Working data:
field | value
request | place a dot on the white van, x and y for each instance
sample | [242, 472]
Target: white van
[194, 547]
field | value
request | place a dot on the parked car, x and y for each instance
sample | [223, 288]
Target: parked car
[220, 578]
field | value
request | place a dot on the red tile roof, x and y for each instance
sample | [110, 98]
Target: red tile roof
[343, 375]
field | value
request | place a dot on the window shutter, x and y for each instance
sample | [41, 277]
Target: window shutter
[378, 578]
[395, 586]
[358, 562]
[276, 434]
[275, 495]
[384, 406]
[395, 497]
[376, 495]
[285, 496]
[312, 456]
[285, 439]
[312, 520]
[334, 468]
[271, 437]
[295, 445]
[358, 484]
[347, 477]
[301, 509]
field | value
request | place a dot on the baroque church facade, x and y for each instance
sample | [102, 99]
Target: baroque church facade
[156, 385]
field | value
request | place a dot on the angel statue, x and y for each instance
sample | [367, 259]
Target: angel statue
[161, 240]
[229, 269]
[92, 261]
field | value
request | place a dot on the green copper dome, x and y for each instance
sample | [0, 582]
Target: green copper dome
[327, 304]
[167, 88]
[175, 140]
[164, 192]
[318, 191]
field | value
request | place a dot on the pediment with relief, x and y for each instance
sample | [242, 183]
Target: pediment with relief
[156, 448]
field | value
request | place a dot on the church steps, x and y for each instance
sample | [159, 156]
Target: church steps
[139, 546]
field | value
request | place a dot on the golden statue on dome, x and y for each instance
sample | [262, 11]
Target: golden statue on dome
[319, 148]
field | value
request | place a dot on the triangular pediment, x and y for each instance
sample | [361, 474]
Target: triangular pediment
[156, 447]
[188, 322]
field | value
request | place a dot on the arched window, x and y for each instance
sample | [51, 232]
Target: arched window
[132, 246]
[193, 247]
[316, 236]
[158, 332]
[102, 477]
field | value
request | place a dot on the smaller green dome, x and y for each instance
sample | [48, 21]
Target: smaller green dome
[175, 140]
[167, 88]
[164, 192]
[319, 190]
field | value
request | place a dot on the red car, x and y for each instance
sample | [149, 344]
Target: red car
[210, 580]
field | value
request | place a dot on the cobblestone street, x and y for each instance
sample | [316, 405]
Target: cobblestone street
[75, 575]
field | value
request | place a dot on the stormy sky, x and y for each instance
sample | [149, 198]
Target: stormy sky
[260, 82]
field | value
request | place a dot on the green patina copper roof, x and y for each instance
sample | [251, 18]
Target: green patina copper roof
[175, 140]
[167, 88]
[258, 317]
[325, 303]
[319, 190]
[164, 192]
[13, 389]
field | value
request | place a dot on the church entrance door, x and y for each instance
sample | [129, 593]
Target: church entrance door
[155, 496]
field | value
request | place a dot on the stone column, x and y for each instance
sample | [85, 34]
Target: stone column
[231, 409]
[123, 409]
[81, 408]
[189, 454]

Requirement:
From the entries above, restate word for word the lines from the line containing "request | place a dot on the church steps, x" to the line containing "sample | [262, 11]", both ends included, and nothing more.

Task solution:
request | place a dot on the church steps, x and y for each instance
sample | [159, 156]
Target: church steps
[139, 546]
field | value
request | place a dot on the golden statue on dome, x and y for each instance
sample | [262, 11]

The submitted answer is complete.